__Brief 1__:
Put part of the records below into a Markdown table with the columns No. and Record line, one numbered row per line, and leave blank lines out. Begin at the line in the records that contains "Reviewer note: every instance of the sleeve", and stop after the line that contains "column 635, row 453".

2010-05-22 Thread Carlos Camarao
On 21 May 2010 01:58, Carlos Camarao carlos.cama...@gmail.com  wrote:

 But this type-correct program would become not typeable if
 instances such as the ones referred to before (by Daniel Fischer) ...

 It seems that single param type classes enjoy a nice property: ...
 * Adding an instance to the module defining the class cannot conflict
 with any non-orphan instance defined elsewhere ...

Max, thanks very much for your message. I will defer comments about
definitions of orphan instances to a postscript. First I'd like to say the
following.

I think that a notion of orphan instances based on whether an
instance is defined or not in the module where the class of the
instance is defined is not very nice, because classes have global
scope and then it should not matter in which module a class is
defined, as long as it is defined somewhere in the current or some
imported module.

Let us thus not try to extend a definition based on this to MPTCs.
However, the module fragility issue you raised is quite relevant. Let
us call a type-correct module M fragile if definitions inserted in
modules imported by M cause M to become type-incorrect.

This issue is more relevant in Haskell than in other languages because
instance definitions are automatically imported when a module is
imported, and importation of an instance cannot be forbidden.

Our unreacheable_var-implies-overloading_resolution_test proposal
can be viewed as a proposal to
test-visible-instances-before-considering-types-as-ambiguous.
Ambiguity means the existence of two or more conflicting definitions
that could be used in an expression (and the inexistence of a
reasonable criteria for selecting between conflicting definitions). In
Haskell, nowadays, ambiguity is reported without looking to see if
there really are conflicting definitions. What FDs do is to require
programmers to specify dependencies between class variables which make
the compiler look to see if there exist definitions that can satisfy
such dependencies, before reaching any conclusion that an expression
is ambiguous. What we propose (relieving the burden on programmers) is
to make the compiler look itself to see if there exist two or more
(well, or none) definitions and report error only if this is the case
(again, before reaching any conclusion that an expression is
ambiguous). If there is exactly one instance definition, there is no
ambiguity (there is no conflict); in such case, then: use that single
definition that the programmer defined.

A benefit of adopting our approach would be that defaulting would
become unnecessary (defaulting always occurring in favor of visible
definitions).

__Brief 2__:
Output verbatim the passage of the Haskell type class message that begins at the words "This issue is", and stop after the words "cannot be forbidden.".

__Items__:
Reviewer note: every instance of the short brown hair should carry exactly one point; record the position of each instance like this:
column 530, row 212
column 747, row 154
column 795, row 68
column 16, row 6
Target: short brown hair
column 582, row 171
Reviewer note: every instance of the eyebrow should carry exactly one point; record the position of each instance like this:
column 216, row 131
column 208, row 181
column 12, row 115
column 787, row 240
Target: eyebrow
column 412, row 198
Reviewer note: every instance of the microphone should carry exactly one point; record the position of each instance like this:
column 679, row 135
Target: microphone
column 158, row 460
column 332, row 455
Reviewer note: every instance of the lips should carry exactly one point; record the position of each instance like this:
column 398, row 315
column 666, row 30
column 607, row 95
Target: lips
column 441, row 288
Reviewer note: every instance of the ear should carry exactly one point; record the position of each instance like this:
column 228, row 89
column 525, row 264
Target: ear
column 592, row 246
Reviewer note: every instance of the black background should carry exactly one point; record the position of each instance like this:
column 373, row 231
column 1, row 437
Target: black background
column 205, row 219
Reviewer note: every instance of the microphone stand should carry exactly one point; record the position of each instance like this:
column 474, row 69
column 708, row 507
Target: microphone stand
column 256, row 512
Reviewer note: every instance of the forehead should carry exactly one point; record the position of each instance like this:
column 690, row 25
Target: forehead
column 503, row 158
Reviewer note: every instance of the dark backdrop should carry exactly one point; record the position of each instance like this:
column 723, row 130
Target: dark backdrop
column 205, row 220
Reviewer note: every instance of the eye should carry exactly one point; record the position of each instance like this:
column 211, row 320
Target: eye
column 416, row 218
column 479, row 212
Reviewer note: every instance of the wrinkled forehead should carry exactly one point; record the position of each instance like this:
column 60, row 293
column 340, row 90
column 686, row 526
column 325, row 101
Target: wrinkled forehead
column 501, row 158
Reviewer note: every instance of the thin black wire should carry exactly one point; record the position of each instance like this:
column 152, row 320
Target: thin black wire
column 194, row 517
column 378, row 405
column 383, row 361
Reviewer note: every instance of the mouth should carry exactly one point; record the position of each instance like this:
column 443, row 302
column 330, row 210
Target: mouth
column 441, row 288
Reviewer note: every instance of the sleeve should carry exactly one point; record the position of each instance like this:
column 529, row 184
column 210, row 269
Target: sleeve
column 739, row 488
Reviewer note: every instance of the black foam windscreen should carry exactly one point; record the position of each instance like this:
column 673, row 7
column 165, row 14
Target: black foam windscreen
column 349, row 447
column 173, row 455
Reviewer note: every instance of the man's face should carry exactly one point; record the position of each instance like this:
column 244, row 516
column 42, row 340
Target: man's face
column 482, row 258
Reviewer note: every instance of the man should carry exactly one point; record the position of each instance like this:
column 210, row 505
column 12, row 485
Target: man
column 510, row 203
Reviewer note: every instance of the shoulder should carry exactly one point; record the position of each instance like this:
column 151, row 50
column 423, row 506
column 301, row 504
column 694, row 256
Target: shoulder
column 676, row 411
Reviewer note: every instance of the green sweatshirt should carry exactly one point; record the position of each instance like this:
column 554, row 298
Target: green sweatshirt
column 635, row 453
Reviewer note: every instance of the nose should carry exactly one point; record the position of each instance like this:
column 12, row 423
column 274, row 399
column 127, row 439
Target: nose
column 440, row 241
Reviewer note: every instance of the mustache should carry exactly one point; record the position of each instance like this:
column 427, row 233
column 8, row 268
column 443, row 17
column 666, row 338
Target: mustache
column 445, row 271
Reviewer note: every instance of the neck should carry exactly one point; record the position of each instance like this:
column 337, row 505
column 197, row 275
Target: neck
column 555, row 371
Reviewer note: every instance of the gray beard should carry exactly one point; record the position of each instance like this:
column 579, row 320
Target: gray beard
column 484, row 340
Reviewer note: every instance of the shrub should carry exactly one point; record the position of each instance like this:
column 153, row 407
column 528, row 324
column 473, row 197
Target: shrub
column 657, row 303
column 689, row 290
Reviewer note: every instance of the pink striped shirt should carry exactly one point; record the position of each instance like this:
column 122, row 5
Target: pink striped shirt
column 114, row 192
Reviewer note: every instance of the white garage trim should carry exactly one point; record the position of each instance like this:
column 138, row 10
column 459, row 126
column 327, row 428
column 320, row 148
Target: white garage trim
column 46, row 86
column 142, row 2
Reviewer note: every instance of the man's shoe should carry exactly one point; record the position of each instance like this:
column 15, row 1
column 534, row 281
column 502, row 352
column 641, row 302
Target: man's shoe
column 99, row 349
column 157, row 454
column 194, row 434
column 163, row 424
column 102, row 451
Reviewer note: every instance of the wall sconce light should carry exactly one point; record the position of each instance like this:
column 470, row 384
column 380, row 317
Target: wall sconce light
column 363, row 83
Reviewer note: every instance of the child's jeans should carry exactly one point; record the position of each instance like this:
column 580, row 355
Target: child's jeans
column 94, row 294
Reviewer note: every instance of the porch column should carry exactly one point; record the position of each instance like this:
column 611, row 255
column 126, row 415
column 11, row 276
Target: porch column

__Written answer 1__:
| No. | Record line |
|---|---|
| 1 | Reviewer note: every instance of the sleeve should carry exactly one point; record the position of each instance like this: |
| 2 | column 529, row 184 |
| 3 | column 210, row 269 |
| 4 | Target: sleeve |
| 5 | column 739, row 488 |
| 6 | Reviewer note: every instance of the black foam windscreen should carry exactly one point; record the position of each instance like this: |
| 7 | column 673, row 7 |
| 8 | column 165, row 14 |
| 9 | Target: black foam windscreen |
| 10 | column 349, row 447 |
| 11 | column 173, row 455 |
| 12 | Reviewer note: every instance of the man's face should carry exactly one point; record the position of each instance like this: |
| 13 | column 244, row 516 |
| 14 | column 42, row 340 |
| 15 | Target: man's face |
| 16 | column 482, row 258 |
| 17 | Reviewer note: every instance of the man should carry exactly one point; record the position of each instance like this: |
| 18 | column 210, row 505 |
| 19 | column 12, row 485 |
| 20 | Target: man |
| 21 | column 510, row 203 |
| 22 | Reviewer note: every instance of the shoulder should carry exactly one point; record the position of each instance like this: |
| 23 | column 151, row 50 |
| 24 | column 423, row 506 |
| 25 | column 301, row 504 |
| 26 | column 694, row 256 |
| 27 | Target: shoulder |
| 28 | column 676, row 411 |
| 29 | Reviewer note: every instance of the green sweatshirt should carry exactly one point; record the position of each instance like this: |
| 30 | column 554, row 298 |
| 31 | Target: green sweatshirt |
| 32 | column 635, row 453 |

__Written answer 2__:
This issue is more relevant in Haskell than in other languages because
instance definitions are automatically imported when a module is
imported, and importation of an instance cannot be forbidden.